In the news release about Inner City Solutions, what items did the company's representatives sell?

## DOCUMENT PASSAGE:
━━━━━━━━

Inner City Solutions claimed to raise money for local charities but had no affiliation with Blank Children's Hospital or the Animal Rescue League, AG’s Office alleged
DES MOINES — A door-to-door sales organization that claimed to raise money for the Animal Rescue League and Blank Children's Hospital has agreed to stop doing business in Iowa, Attorney General Tom Miller announced.
In April and May 2021, the Attorney General’s Office received complaints that door-to-door solicitors from Inner City Solutions, a Georgia-based corporation, canvassed the Des Moines metro and surrounding areas. Representatives for the company sold items such as toys and pet supplies, claiming the proceeds would benefit the local charities.
In reality, Inner City Solutions did not have an affiliation to the charities and kept the solicited funds for themselves, according to an assurance of voluntary compliance between the AG’s Office and its owner, Gerald L. Sanders.

━━━━━━━━

## RECORDS PROVIDED:
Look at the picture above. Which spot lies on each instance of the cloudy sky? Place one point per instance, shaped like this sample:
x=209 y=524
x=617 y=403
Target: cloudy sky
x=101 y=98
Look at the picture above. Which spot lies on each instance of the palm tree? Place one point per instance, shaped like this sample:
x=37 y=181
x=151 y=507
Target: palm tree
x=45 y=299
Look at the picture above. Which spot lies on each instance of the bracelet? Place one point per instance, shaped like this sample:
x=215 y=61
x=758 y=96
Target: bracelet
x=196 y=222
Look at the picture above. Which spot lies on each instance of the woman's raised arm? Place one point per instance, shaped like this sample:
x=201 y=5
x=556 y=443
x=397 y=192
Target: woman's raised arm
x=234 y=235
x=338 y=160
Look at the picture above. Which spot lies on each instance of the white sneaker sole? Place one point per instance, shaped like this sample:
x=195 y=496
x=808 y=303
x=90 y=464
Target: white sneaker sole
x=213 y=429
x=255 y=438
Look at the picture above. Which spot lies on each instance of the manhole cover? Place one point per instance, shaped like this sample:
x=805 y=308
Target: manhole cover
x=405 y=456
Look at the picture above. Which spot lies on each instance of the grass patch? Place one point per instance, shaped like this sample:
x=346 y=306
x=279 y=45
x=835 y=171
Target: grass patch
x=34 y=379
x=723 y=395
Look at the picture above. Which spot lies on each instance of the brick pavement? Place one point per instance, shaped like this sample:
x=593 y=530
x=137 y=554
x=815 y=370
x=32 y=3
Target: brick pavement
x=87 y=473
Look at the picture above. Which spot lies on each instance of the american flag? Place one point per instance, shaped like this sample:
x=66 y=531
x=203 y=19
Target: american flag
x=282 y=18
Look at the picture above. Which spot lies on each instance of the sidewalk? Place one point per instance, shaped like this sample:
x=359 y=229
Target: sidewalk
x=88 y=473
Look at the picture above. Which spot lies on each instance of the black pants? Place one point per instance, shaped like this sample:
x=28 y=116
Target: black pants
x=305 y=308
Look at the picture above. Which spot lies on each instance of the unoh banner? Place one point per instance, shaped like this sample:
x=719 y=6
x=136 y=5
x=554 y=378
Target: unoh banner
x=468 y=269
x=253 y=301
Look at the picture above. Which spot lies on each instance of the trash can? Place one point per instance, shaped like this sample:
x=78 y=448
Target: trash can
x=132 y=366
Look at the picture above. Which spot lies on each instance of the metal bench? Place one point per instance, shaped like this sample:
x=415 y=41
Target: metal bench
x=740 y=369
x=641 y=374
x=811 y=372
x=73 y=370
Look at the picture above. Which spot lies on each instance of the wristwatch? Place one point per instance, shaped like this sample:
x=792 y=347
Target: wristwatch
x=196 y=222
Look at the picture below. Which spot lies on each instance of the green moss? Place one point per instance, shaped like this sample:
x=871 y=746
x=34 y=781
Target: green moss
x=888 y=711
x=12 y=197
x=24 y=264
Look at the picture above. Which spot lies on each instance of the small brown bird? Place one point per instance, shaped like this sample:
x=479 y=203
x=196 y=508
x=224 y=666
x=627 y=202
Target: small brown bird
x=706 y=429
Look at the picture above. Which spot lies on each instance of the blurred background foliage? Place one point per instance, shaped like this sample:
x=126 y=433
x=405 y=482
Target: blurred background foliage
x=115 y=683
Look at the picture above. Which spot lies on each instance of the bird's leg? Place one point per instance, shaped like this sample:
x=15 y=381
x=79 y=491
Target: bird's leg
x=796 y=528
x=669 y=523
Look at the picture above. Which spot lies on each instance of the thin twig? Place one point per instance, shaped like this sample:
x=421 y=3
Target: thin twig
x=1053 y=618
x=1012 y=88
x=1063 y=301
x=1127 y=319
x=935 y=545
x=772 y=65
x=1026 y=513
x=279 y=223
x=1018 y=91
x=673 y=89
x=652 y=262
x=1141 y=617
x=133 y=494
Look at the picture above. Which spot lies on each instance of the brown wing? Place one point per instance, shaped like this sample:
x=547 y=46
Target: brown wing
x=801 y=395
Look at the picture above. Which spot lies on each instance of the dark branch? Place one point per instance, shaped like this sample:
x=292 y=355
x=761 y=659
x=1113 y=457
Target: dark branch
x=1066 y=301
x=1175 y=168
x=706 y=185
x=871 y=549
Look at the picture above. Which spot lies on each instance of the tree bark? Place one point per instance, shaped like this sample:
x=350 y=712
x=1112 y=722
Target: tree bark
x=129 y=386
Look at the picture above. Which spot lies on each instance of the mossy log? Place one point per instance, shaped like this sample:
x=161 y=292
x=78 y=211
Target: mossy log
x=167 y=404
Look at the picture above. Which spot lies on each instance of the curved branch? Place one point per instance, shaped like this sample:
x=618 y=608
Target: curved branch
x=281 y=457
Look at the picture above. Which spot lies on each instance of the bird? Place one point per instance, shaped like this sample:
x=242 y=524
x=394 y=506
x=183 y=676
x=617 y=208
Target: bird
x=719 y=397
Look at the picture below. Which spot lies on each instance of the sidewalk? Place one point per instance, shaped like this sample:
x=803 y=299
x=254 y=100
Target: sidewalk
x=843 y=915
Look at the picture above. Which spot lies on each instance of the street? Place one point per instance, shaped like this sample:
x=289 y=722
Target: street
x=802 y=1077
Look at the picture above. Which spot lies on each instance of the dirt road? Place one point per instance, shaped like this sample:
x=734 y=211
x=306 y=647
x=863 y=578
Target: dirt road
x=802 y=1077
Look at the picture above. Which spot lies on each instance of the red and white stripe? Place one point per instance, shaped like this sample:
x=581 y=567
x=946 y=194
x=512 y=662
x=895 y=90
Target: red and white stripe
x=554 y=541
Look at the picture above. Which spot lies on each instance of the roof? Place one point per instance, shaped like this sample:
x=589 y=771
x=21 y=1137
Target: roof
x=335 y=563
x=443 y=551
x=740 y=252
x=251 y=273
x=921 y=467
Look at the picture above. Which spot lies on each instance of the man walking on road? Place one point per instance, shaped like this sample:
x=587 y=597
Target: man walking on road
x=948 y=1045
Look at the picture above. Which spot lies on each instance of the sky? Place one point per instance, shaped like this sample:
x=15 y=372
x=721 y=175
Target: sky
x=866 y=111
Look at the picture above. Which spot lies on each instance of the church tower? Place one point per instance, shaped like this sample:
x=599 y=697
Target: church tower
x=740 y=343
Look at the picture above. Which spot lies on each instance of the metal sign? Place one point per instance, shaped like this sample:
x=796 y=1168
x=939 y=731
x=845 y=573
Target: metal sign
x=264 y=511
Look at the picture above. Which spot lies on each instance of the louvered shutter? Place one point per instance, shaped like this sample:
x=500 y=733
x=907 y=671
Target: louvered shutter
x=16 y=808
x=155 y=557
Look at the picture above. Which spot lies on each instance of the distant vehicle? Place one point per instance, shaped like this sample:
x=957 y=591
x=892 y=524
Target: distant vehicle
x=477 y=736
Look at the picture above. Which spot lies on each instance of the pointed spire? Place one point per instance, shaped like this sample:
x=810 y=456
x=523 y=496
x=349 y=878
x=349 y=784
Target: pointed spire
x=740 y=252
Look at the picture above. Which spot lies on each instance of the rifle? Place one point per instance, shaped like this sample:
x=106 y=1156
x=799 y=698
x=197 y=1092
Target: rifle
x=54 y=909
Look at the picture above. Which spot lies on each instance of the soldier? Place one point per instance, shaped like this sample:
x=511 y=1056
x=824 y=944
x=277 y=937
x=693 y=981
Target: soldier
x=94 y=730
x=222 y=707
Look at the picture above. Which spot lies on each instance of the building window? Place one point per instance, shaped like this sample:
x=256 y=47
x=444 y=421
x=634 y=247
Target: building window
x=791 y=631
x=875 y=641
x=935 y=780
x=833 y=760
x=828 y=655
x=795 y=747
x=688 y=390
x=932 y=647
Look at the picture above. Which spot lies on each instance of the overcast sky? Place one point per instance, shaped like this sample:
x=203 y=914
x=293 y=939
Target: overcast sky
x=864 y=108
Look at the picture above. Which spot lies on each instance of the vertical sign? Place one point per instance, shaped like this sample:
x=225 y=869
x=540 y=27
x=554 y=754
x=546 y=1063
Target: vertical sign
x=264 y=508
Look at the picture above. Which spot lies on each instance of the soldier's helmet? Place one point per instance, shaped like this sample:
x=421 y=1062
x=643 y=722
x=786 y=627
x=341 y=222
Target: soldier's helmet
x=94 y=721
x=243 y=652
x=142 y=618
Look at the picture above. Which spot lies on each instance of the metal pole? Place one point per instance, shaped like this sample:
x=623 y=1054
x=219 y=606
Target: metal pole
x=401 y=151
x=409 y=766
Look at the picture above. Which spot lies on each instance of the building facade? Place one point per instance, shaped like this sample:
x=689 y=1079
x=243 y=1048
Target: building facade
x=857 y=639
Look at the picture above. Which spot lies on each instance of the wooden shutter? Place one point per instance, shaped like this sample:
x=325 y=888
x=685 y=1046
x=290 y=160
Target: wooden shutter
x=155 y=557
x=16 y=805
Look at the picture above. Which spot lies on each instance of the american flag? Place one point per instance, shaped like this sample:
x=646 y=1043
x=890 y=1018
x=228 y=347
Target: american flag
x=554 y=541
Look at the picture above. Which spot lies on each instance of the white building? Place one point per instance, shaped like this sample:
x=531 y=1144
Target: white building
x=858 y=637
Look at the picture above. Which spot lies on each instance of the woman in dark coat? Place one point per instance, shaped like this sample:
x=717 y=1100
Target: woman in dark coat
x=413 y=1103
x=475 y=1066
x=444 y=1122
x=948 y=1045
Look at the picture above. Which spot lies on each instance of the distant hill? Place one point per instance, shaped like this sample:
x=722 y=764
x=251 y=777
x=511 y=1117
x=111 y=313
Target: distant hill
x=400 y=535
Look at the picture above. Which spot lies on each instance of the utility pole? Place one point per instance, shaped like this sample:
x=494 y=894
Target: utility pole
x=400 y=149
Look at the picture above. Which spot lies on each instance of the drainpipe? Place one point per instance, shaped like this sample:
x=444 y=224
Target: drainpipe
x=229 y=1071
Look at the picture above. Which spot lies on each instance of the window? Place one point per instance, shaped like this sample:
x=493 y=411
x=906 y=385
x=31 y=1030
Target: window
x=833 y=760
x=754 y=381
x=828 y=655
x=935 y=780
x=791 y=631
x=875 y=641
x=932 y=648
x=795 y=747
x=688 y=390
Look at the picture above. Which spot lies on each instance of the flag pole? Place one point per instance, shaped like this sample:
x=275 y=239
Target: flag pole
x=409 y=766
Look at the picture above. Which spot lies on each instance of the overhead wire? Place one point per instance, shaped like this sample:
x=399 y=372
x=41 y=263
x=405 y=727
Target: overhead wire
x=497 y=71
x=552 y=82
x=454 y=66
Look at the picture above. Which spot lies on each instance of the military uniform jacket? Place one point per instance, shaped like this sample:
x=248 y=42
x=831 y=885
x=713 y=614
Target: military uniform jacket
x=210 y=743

━━━━━━━━

## FINISHED EXERCISE:
Items such as toys and pet supplies.